▸ The problem:
Rewrite the material below, starting at the line that contains "Look at the photo above. For each instance of the man's" and ending at its final line. Keep the requests unchanged and shift each coordinate in the answers by -56.

--- start of Record list ---

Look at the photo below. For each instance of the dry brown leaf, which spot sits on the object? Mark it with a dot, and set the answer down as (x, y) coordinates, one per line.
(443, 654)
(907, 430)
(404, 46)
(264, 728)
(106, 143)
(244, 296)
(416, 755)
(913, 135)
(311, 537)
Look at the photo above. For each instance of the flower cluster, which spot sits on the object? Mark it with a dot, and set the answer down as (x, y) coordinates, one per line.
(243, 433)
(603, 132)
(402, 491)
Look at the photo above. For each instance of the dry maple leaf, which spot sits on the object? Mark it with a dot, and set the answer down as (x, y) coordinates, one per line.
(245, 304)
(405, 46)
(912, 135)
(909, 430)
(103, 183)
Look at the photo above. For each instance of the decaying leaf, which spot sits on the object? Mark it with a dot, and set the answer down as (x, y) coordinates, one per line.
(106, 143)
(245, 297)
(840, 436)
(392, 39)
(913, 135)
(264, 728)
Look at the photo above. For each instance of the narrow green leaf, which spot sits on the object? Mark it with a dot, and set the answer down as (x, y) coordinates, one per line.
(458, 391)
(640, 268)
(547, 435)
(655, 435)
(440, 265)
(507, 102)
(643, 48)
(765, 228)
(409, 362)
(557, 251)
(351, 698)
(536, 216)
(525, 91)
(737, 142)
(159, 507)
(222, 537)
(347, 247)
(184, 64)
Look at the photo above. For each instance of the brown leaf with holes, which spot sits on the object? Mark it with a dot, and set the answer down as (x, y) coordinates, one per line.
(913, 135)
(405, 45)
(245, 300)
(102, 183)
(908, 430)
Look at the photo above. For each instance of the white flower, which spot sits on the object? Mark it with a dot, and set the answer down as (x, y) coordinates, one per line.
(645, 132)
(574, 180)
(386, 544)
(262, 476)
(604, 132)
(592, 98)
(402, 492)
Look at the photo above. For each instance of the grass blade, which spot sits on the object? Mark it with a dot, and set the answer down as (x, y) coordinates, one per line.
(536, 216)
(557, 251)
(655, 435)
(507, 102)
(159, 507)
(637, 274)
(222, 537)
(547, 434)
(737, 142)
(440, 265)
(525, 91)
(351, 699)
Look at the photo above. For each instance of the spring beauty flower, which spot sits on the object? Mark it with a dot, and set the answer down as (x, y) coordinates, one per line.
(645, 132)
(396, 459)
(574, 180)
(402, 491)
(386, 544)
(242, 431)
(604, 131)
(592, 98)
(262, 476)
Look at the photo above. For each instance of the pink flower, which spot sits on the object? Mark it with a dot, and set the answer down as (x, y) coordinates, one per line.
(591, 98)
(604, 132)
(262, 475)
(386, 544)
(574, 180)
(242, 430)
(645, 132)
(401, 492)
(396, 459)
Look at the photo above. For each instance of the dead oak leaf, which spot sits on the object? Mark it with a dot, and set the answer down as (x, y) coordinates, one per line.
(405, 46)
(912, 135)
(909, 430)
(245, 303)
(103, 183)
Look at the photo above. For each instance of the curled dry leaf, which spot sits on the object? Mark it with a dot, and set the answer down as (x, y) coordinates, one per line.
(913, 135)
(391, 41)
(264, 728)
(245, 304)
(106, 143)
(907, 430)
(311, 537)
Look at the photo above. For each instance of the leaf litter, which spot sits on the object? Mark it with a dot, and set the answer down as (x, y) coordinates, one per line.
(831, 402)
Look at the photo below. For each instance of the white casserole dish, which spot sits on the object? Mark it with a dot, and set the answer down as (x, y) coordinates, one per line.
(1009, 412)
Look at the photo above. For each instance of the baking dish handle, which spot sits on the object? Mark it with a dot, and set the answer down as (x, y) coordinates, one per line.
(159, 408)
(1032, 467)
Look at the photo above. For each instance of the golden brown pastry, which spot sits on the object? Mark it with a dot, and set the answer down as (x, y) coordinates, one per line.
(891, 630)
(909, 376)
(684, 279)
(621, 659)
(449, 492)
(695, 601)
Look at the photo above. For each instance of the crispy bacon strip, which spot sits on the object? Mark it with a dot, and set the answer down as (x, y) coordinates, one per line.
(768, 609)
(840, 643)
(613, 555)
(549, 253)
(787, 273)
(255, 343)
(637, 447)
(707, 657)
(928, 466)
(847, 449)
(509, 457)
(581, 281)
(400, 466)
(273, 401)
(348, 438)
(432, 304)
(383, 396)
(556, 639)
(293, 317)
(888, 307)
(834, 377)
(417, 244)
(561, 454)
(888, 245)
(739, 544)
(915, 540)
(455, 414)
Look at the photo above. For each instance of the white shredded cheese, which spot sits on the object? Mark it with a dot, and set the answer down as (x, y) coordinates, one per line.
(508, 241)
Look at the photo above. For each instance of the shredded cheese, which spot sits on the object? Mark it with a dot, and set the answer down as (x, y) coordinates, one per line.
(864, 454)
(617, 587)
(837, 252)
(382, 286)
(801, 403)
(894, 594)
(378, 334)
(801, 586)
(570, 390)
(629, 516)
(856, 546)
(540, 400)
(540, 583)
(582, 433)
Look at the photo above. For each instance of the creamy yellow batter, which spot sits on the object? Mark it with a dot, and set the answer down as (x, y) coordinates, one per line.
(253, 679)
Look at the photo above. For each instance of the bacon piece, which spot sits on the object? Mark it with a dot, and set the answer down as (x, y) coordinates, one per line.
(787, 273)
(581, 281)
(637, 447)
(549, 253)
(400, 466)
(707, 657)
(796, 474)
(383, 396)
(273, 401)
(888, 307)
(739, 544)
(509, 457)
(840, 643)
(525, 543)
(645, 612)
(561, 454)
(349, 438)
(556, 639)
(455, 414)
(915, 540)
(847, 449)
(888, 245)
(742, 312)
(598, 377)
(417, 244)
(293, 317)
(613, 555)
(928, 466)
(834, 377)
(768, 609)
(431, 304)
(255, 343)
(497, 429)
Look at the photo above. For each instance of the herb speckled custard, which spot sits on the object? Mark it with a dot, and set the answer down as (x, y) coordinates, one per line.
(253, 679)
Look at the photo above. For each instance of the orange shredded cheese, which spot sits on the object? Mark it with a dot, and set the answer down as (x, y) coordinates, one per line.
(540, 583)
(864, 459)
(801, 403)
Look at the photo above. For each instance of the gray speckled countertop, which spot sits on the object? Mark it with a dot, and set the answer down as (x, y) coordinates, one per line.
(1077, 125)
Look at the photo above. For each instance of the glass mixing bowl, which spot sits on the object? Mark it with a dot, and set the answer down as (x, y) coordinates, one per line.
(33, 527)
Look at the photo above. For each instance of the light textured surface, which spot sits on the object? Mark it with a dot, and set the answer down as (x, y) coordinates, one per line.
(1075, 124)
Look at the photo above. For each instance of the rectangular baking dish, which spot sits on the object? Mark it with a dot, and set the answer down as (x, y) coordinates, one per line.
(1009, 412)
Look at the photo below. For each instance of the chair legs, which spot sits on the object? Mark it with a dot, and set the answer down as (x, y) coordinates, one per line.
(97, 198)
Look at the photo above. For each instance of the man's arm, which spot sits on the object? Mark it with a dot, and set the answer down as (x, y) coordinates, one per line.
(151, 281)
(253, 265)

--- end of Record list ---

▸ Expected output:
Look at the photo above. For each instance of the man's arm, which spot sits on the object? Mark it with a dot, and set the answer down as (x, y) coordinates, one per line.
(95, 225)
(197, 209)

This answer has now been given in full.